Extrait du texte:

********

Santé mentaledossier
Thriller sur fond d’Unité pour malades difficiles et de meurtres commis lors de délires psychiatriques, l’écrivain associe maladie mentale, parasitologie, dépit amoureux, psychiatre menacée et flics ténébreux dans un cocktail hyper-efficace.
Pour écrire son livre, Franck Thilliez a effectué une immersion en Unité pour malades difficiles. (rob dobi/Getty Images)
publié le 2 mai 2025 à 8h09

On n’a jamais eu trop de sympathie pour le ténia (aka vers solitaire) ni pour la toxoplasmose (maladie parasitaire). Ça ne va pas s’arranger avec A retardement, le 25e roman de Franck Thilliez. Cela dit, Bacopa monnieri, plante grasse a priori vertueuse, notamment pour réguler l’activité cérébrale, ne nous dit pas trop non plus, dans la configuration qu’imagine le discret cador du thriller français – dix millions d’exemplaires écoulés au compteur.

C’est le carburant du genre : rien n’est jamais totalement rassurant chez Thilliez. Surtout pas l’humain et son cerveau, souvent torturé ou abîmé. La maladie mentale est au cœur d’A retardement. L’un des personnages principaux est une psychiatre, Eléonore Hourdel, qui travaille dans une Unité pour malades difficiles (UMD). Dès le deuxième chapitre, un homme se suicide sous ses yeux. Au quatrième, on lui annonce l’arrivée dans son service d’un individu délirant qui cherche à s’ouvrir le ventre avec les doigts et qui entend des voix. Quelques pages plus tard, le commandant Franck Sharko, personnage fétiche de Thilliez, se retrouve face au cadavre d’un type maigrissime à la bouche ouverte sur un entonnoir – on l’a manifestement obligé à ingérer de la soude avant de le poignarder à une quarantaine de reprises en s’acharnant au niveau du ventre, ce qui suppose une envie de nuire particulièrement aiguisée. Or, la victime est identifiée comme le père de la psychiatre… information qu’elle va invalider. C’est parti pour un puzzle qui imbrique crises psychotiques, paranoïa, parasitologie, meurtres atroces, rivalité professionnelle, dépit amoureux jusqu’à revanche éternelle.

********

Consigne 1: Recopiez à l'identique le passage de l'article sur « A retardement » qui commence par "Santé mentaledossier" et se poursuit jusqu'à "un cocktail hyper-efficace.".
Consigne 2:
Les affirmations suivantes concordent-elles avec l'article sur « A retardement » ? Pour chacune, répondez par oui ou non et citez mot pour mot les termes de l'article qui tranchent.
(a) Eléonore Hourdel travaille dans une Unité pour malades difficiles.
(b) « A retardement » est le 20e roman de Franck Thilliez.
(c) Un homme se suicide sous les yeux de la psychiatre dès le premier chapitre.

Entrées du jeu de données:
********

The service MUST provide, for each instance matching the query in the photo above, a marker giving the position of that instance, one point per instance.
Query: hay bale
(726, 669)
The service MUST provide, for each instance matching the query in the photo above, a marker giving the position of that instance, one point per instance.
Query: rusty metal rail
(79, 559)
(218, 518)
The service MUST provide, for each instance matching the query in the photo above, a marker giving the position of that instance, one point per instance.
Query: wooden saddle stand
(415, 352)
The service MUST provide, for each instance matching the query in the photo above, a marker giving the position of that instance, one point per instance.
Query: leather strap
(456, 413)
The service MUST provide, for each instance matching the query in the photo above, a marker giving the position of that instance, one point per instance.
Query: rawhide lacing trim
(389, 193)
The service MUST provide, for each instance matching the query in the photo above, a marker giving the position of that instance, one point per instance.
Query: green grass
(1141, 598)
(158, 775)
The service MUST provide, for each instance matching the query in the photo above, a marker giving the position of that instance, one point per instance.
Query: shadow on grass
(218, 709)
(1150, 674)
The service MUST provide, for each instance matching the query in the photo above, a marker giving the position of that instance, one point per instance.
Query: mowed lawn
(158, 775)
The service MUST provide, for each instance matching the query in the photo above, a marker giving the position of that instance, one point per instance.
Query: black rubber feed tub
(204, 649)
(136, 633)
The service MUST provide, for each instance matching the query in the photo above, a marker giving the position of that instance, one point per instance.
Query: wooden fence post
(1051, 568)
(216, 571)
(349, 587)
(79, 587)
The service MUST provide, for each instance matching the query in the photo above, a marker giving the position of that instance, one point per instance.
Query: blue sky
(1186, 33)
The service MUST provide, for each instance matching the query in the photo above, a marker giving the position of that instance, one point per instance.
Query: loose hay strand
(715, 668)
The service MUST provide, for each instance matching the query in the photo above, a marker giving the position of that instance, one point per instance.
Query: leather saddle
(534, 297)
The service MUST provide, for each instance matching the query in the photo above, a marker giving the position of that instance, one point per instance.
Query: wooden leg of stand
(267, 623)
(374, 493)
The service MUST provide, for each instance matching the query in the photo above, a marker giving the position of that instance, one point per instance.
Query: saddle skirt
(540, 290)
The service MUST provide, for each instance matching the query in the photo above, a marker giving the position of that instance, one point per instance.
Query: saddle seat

********

Réponse rédigée 1:
Santé mentaledossier
Thriller sur fond d’Unité pour malades difficiles et de meurtres commis lors de délires psychiatriques, l’écrivain associe maladie mentale, parasitologie, dépit amoureux, psychiatre menacée et flics ténébreux dans un cocktail hyper-efficace.

Réponse rédigée 2:
(a) Oui : « qui travaille dans une Unité pour malades difficiles (UMD) »
(b) Non : « le 25e roman de Franck Thilliez »
(c) Non : « Dès le deuxième chapitre, un homme se suicide sous ses yeux. »